EVs help UK new car market record tenth month of growth

Drivers continue switch to electric vehicles as the UK’s new car market recorded its tenth month of growth, according to the SMMT.

The figures from the Society of Motor Manufacturers and Traders (SMMT) reveal that the UK has posted its longest uninterrupted period of expansion for eight years, as registrations grew 16.7% in May to reach 145,204.

The performance marks ten consecutive months of growth, although registrations remain -21.0% below pre-pandemic 2019 levels.

Petrol-powered cars remain Britain’s best sellers, accounting for 57.1% of all registrations. Alternatively powered vehicles, however, continue to make up an ever-larger share of the market, with plug-in hybrids (PHEVs) rising 23.0% to reach a 6.2% market share and hybrids (HEVs) growing 22.2% to comprise 12.3% of all registrations.

May saw battery electric vehicles consolidate their position as the UK’s second most popular power train. A further 24,513 joined the road during the month, up 58.7% on May last year to secure a 16.9% market share.

• Provided material:
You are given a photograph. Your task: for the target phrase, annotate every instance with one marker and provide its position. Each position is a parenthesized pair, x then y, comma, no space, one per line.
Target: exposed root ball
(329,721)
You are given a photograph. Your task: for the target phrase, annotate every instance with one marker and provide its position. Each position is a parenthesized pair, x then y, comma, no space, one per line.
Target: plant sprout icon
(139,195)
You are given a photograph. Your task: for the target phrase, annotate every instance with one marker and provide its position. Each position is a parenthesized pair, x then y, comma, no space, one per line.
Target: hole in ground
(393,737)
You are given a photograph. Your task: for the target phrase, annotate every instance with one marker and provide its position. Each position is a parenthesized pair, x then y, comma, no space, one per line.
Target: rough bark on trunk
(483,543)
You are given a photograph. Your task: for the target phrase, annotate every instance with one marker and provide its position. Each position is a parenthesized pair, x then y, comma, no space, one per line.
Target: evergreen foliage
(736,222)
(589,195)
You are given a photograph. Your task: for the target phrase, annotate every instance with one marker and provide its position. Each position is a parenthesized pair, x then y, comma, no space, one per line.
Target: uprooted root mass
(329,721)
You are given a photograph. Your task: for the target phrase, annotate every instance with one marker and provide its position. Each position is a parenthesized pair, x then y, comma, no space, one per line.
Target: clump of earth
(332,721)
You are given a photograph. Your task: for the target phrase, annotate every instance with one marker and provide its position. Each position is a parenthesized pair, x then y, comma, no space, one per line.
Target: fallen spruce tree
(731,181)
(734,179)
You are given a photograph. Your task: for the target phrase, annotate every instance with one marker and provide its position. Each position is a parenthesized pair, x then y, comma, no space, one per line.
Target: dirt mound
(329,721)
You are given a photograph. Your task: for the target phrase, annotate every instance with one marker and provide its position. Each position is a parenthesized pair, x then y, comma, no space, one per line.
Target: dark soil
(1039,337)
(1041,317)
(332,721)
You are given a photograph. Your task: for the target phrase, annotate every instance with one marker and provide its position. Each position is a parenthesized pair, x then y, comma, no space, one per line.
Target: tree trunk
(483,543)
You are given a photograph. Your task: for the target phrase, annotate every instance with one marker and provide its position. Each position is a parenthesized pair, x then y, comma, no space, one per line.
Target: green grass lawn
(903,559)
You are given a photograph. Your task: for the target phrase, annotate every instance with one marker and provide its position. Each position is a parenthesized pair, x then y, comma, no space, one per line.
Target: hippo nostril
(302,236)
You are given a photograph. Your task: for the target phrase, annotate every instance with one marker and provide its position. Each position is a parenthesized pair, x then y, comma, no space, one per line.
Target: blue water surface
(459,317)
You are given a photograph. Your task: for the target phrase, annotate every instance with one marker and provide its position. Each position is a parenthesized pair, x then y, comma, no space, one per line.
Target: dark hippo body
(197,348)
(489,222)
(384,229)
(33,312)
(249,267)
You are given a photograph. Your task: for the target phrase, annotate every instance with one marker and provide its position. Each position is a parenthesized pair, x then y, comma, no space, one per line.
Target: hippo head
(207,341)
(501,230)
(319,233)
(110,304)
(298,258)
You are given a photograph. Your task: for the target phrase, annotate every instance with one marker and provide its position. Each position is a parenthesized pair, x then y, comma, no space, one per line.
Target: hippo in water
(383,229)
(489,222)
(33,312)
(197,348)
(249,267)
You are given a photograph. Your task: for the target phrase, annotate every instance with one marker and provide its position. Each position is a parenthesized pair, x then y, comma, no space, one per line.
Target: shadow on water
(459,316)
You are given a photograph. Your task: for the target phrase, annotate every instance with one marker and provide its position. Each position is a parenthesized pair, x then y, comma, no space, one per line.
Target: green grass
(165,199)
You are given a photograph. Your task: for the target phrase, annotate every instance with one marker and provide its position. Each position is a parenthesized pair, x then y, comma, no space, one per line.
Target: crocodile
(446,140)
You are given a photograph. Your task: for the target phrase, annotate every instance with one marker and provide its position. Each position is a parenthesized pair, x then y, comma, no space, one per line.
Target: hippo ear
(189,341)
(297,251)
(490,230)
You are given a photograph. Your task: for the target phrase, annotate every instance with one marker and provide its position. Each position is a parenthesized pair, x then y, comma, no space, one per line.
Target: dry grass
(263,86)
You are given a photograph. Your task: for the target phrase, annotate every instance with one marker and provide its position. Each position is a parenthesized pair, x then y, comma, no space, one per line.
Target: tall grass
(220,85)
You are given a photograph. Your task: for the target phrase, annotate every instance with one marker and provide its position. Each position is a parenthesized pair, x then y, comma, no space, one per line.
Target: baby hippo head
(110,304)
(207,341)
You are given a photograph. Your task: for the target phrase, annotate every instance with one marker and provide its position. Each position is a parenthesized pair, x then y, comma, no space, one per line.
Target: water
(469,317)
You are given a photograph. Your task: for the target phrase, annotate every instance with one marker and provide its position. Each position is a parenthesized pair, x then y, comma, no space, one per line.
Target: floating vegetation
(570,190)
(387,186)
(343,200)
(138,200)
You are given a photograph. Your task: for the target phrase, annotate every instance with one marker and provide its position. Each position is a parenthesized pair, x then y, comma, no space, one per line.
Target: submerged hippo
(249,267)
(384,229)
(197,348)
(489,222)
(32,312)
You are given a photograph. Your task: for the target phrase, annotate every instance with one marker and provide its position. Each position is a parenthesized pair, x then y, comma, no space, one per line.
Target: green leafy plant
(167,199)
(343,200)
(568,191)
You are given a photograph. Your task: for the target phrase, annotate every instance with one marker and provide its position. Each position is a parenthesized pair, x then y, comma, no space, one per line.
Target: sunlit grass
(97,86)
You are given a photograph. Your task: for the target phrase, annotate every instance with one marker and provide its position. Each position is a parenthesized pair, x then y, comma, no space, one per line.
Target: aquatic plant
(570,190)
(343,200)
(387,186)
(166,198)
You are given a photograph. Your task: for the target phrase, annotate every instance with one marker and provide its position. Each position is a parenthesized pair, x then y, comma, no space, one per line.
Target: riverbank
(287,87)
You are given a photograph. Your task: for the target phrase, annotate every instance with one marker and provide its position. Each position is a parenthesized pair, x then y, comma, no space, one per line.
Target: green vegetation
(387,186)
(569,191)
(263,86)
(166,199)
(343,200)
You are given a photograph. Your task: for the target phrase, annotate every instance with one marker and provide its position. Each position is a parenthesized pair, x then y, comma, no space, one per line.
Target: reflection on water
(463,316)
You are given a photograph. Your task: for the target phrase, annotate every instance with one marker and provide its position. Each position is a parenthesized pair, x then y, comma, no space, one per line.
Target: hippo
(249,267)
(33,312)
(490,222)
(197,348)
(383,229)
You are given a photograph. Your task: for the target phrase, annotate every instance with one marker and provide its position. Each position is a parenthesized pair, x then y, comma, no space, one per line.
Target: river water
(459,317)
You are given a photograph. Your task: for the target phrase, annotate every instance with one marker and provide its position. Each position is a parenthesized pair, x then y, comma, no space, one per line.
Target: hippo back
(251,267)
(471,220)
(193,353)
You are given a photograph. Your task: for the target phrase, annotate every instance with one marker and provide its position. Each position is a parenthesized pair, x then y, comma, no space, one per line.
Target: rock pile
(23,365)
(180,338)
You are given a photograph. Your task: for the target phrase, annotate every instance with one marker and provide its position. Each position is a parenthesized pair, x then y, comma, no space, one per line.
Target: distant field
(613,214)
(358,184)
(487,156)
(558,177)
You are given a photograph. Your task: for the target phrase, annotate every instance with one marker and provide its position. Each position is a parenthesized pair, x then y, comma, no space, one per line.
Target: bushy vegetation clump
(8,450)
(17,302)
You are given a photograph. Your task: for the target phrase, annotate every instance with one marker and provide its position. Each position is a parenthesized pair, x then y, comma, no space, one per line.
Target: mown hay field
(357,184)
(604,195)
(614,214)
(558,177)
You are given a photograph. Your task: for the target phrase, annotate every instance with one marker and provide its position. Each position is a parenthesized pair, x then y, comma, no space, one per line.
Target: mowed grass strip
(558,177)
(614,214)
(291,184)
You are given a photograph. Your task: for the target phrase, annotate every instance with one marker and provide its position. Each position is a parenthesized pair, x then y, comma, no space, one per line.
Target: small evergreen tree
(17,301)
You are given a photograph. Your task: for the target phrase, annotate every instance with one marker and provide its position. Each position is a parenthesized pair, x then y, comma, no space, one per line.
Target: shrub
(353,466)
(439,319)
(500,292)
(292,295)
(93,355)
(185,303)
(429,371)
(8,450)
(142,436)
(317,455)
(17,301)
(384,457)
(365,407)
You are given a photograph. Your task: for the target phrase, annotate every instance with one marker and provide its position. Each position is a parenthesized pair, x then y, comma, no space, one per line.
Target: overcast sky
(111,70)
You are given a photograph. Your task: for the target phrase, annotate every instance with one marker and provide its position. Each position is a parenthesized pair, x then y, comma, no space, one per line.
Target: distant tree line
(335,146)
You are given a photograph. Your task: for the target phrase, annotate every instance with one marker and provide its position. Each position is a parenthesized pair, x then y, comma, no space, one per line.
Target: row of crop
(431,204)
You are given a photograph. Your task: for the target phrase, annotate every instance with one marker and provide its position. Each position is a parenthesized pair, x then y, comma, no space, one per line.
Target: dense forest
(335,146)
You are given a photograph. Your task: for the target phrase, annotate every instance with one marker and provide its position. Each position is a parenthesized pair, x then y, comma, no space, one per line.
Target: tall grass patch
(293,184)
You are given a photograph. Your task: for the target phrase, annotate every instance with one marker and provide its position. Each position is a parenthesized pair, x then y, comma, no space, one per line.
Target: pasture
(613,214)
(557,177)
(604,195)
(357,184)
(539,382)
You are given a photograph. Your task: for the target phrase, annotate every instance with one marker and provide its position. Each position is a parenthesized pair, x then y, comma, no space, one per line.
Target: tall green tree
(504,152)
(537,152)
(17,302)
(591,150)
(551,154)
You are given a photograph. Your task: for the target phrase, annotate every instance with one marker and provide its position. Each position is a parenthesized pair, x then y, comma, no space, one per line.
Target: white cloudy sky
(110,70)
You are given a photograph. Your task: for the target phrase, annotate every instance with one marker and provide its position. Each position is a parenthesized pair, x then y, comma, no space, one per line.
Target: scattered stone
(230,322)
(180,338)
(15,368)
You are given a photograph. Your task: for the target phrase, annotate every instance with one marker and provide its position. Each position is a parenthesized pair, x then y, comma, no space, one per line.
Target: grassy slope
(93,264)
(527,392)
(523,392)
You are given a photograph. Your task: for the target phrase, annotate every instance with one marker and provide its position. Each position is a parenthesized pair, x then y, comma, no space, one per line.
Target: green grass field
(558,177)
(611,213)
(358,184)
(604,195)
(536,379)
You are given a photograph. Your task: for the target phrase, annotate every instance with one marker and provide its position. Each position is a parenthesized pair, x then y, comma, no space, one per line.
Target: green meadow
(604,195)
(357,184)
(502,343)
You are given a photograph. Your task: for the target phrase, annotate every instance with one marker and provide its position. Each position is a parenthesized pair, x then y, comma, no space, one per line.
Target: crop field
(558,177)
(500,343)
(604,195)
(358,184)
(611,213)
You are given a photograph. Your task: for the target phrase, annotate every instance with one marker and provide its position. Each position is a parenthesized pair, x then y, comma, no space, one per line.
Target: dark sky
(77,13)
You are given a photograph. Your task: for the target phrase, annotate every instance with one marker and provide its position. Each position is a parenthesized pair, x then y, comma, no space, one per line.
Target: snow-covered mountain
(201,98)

• Actions to take:
A) Which power train types does the car market article give a market share for, and what share does it give each?
B) In the car market article, rewrite the passage between "Drivers continue switch" and "to reach 145,204.", inclusive, replacing "expansion" with "growth".
C) Do these statements agree with the car market article? (i) Registrations grew 16.7% in May. (ii) Registrations are now above pre-pandemic 2019 levels. (iii) Hybrids are the UK's second most popular power train.

• Answers for this exercise:
A)
- Petrol-powered cars: 57.1%
- Plug-in hybrids (PHEVs): 6.2%
- Hybrids (HEVs): 12.3%
- Battery electric vehicles: 16.9%

B)
Drivers continue switch to electric vehicles as the UK’s new car market recorded its tenth month of growth, according to the SMMT.

The figures from the Society of Motor Manufacturers and Traders (SMMT) reveal that the UK has posted its longest uninterrupted period of growth for eight years, as registrations grew 16.7% in May to reach 145,204.

C)
(i) Yes: "registrations grew 16.7% in May to reach 145,204"
(ii) No: "registrations remain -21.0% below pre-pandemic 2019 levels"
(iii) No: "battery electric vehicles consolidate their position as the UK’s second most popular power train"